**RECORD SET**
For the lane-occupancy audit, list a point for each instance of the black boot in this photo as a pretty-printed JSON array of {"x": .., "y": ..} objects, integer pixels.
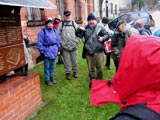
[{"x": 53, "y": 80}]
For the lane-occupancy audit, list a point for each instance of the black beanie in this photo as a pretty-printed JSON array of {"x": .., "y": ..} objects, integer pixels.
[
  {"x": 105, "y": 20},
  {"x": 91, "y": 17},
  {"x": 48, "y": 21}
]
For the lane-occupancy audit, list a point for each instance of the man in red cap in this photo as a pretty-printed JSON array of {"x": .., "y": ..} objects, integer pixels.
[{"x": 136, "y": 85}]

**WHAT YOU ARE ASKED TO DO**
Transcribe the listing above in full. Pictures are not part of the copy.

**EXERCISE RESULT**
For the lane-occupancy audit, list a point for each instance of the black boot in this photo as a pretty-printed JSON array of {"x": .., "y": ..} objects, integer pixels.
[{"x": 53, "y": 80}]
For the lane-occupancy audit, list a point for each instance of the black beanie in this photo as a pretty-printed JSON array of {"x": .., "y": ..} objects, integer pixels.
[
  {"x": 105, "y": 20},
  {"x": 91, "y": 17},
  {"x": 48, "y": 21}
]
For the lane-occupancy audit, list a point for each instance of the man in red cap in this photo as a pretty-printed JSON array of {"x": .., "y": ..} objects, integer pixels.
[{"x": 136, "y": 85}]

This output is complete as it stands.